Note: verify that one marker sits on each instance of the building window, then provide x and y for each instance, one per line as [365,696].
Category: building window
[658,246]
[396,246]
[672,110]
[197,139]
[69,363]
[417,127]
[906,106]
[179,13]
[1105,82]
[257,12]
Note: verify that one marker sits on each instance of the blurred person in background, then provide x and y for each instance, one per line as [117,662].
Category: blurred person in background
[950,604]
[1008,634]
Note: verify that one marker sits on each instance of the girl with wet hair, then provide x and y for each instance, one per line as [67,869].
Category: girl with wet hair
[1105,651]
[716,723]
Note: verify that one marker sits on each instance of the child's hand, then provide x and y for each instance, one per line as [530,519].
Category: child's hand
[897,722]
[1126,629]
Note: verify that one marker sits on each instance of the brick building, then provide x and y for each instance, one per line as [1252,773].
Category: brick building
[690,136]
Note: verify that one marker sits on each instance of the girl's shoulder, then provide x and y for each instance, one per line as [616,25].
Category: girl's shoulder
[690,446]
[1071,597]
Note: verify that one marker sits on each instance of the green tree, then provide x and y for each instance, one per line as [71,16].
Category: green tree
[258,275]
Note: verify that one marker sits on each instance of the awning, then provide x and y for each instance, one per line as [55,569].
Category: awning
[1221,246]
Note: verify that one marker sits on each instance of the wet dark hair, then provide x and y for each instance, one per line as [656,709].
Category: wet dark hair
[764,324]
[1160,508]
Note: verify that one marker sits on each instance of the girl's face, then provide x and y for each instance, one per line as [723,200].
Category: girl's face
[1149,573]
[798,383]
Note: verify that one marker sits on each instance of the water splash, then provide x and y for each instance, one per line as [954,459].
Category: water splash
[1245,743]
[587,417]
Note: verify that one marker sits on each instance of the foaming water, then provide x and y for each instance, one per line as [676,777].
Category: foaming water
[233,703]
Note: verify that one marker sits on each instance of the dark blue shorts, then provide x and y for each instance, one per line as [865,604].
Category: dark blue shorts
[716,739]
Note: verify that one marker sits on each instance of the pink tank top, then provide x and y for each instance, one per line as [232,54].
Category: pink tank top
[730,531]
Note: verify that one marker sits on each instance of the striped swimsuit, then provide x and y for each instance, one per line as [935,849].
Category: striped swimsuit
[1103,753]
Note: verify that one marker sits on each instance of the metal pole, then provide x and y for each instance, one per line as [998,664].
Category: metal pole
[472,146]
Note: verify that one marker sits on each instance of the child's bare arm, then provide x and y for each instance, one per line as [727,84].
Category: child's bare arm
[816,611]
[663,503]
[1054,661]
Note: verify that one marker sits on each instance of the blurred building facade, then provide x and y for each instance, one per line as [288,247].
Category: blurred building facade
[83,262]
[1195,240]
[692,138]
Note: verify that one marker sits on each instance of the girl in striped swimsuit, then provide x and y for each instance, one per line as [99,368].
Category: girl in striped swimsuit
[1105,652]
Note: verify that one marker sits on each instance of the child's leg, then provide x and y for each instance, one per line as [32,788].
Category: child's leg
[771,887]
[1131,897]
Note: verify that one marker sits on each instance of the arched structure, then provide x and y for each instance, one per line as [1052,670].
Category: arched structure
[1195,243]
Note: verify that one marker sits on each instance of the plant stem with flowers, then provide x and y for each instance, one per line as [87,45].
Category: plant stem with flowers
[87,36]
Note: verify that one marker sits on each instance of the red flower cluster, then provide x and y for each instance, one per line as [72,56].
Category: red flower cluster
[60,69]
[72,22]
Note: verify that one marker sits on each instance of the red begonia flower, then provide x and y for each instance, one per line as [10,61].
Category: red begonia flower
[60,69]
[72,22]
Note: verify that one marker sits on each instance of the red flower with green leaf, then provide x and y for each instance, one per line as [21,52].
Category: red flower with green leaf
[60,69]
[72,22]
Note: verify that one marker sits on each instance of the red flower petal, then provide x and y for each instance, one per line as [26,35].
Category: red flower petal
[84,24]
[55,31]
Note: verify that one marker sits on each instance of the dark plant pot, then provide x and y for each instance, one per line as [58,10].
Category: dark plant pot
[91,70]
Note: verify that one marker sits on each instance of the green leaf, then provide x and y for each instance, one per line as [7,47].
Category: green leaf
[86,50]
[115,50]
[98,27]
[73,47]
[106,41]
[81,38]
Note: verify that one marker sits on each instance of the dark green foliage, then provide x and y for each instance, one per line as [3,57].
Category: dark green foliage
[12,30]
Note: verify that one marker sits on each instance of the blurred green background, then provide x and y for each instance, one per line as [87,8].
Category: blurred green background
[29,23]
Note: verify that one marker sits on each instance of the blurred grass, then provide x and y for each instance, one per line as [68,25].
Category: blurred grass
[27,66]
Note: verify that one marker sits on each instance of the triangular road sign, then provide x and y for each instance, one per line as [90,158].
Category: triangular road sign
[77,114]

* * * * *

• _Objective_
Render all of the lines above as a Markdown table with two columns, Index and Line. Number each row and skip any blank lines.

• _Full response_
| Index | Line |
|---|---|
| 1 | Note: verify that one marker sits on each instance of the building window, then provide x and y for each instance, one per line as [365,696]. |
| 2 | Category: building window |
| 3 | [658,246] |
| 4 | [396,246] |
| 5 | [672,110] |
| 6 | [197,139] |
| 7 | [69,363] |
| 8 | [417,127] |
| 9 | [906,106] |
| 10 | [179,13] |
| 11 | [1105,82] |
| 12 | [257,12] |
| 13 | Note: verify that one marker sits on each instance of the blurred person in background, then provide x and y for each instance, one per line as [117,662]. |
| 14 | Category: blurred person in background |
| 15 | [950,604] |
| 16 | [1008,634] |
| 17 | Note: verify that one marker sits on each instance of the girl with wet hair, then provide x and y for each instance, one per line as [67,869]. |
| 18 | Category: girl with wet hair |
| 19 | [1105,651] |
| 20 | [716,723] |
| 21 | Note: verify that one marker sits on each instance of the child's hand, then provide x and y for each instance, one per line as [530,519]. |
| 22 | Category: child's hand |
| 23 | [897,722] |
| 24 | [1126,629] |
| 25 | Note: verify that one marker sits on each instance of the brick building, then provide x and y for each instance, one per line as [1252,773]. |
| 26 | Category: brick building |
| 27 | [690,136] |
| 28 | Note: verify that one marker sits on each instance of the girl's shoulder, then provide x and y for each instance, one per line as [616,25]. |
| 29 | Category: girl's shoulder |
| 30 | [690,446] |
| 31 | [1071,597] |
| 32 | Note: verify that one marker sits on each instance of the green tree, then provide x and y for each instance, one per line as [71,16]. |
| 33 | Category: green tree |
| 34 | [258,275] |
| 35 | Note: verify that one marker sits on each instance of the awning, then provide x and y for each instance, one per line as [55,569]. |
| 36 | Category: awning |
| 37 | [1221,246] |
| 38 | Note: verify that one marker sits on each instance of the wet dark hair, then provide x and y for each instance, one per line as [656,709]. |
| 39 | Category: wet dark hair |
| 40 | [764,324] |
| 41 | [1160,508] |
| 42 | Note: verify that one marker sits on each instance of the girl's face, then provide x and y for each instance, one per line as [723,200]. |
| 43 | Category: girl's face |
| 44 | [1149,573] |
| 45 | [798,383] |
| 46 | Note: verify that one marker sits on each instance of the water splash, then provide x and y for each instance, one per line as [954,459]. |
| 47 | Category: water splash |
| 48 | [1245,743] |
| 49 | [587,417] |
| 50 | Note: verify that one marker sits on each instance of the foaming water, then provide x and y for each instance, one per line as [676,777]. |
| 51 | Category: foaming water |
| 52 | [233,703] |
| 53 | Note: verify that one marker sits on each instance of the dark blue shorts, then provide x and y for each instance, one per line as [865,604]. |
| 54 | Category: dark blue shorts |
| 55 | [716,739] |
| 56 | Note: verify that one marker sits on each instance of the pink tank top, then provide x and y for each instance, one per line as [232,54]. |
| 57 | Category: pink tank top |
| 58 | [730,531] |
| 59 | Note: verify that one marker sits on each instance of the striped swimsuit, then provide x and y for each instance, one per line as [935,849]. |
| 60 | Category: striped swimsuit |
| 61 | [1103,753] |
| 62 | Note: verify that one marker sits on each instance of the metal pole, then provide x and y for each instance, one per line as [998,664]. |
| 63 | Category: metal pole |
| 64 | [472,146] |
| 65 | Note: verify that one marker sits on each instance of the child's bare arm, then provide x and y for each instance, one per line as [727,84]. |
| 66 | Category: child's bare arm |
| 67 | [816,611] |
| 68 | [663,503] |
| 69 | [1054,661] |
| 70 | Note: verify that one marker sits on each instance of the blurred building facade, then provide x and y for each instance, one per line as [288,247]. |
| 71 | Category: blurred building facade |
| 72 | [83,262] |
| 73 | [1195,240] |
| 74 | [692,138] |
| 75 | Note: verify that one marker sits on each instance of the girl in striped swimsuit, then provide x and y for each instance, one per line as [99,368]. |
| 76 | Category: girl in striped swimsuit |
| 77 | [1105,652] |
| 78 | Note: verify that one marker sits on each instance of the child's leg, then provide x and y for each instance, one per line as [32,788]. |
| 79 | Category: child's leg |
| 80 | [771,887] |
| 81 | [1131,897] |
| 82 | Note: verify that one marker sits on each instance of the arched structure, then provide x and y for each instance, one per line as [1052,670]. |
| 83 | Category: arched structure |
| 84 | [1195,243] |
| 85 | Note: verify that one marker sits on each instance of the plant stem with flowers, then provide x and y for each instance, one per line as [87,45]. |
| 86 | Category: plant stem with flowers |
| 87 | [87,36] |
| 88 | Note: verify that one marker sits on each instance of the red flower cluster, then provide x and y for each instance, one per line as [72,56]. |
| 89 | Category: red flower cluster |
| 90 | [60,69] |
| 91 | [72,22] |
| 92 | Note: verify that one marker sits on each instance of the red begonia flower, then provide x and y for each instance, one per line as [10,61]. |
| 93 | Category: red begonia flower |
| 94 | [60,69] |
| 95 | [72,22] |
| 96 | Note: verify that one marker sits on each instance of the red flower with green leaf, then provide x and y for each instance, one per line as [21,52]. |
| 97 | Category: red flower with green leaf |
| 98 | [60,69] |
| 99 | [72,22] |
| 100 | Note: verify that one marker sits on each instance of the red flower petal, then provide x and y for each instance, one per line as [26,35]. |
| 101 | Category: red flower petal |
| 102 | [84,24] |
| 103 | [55,31] |
| 104 | Note: verify that one marker sits on each instance of the dark plant pot, then provide x and y for each instance, one per line as [58,10]. |
| 105 | Category: dark plant pot |
| 106 | [91,70] |
| 107 | Note: verify that one marker sits on each instance of the green leaf, then provide x and y for each instance, one per line as [7,47]. |
| 108 | Category: green leaf |
| 109 | [86,50] |
| 110 | [115,50] |
| 111 | [98,27] |
| 112 | [73,47] |
| 113 | [106,41] |
| 114 | [81,38] |
| 115 | Note: verify that one marker sits on each instance of the dark green foliage, then provide x and y for each instance, one per line as [3,57]. |
| 116 | Category: dark green foliage |
| 117 | [12,30] |
| 118 | Note: verify that one marker sits on each instance of the blurred green background, then provide x and y for each instance, one per line as [87,8]. |
| 119 | Category: blurred green background |
| 120 | [29,23] |
| 121 | Note: verify that one marker sits on each instance of the blurred grass, then provide x and y for each instance, one per line as [68,25]. |
| 122 | Category: blurred grass |
| 123 | [27,66] |
| 124 | Note: verify that one marker sits on each instance of the triangular road sign, then provide x and y for each instance, one per line as [90,158]. |
| 125 | Category: triangular road sign |
| 126 | [77,114] |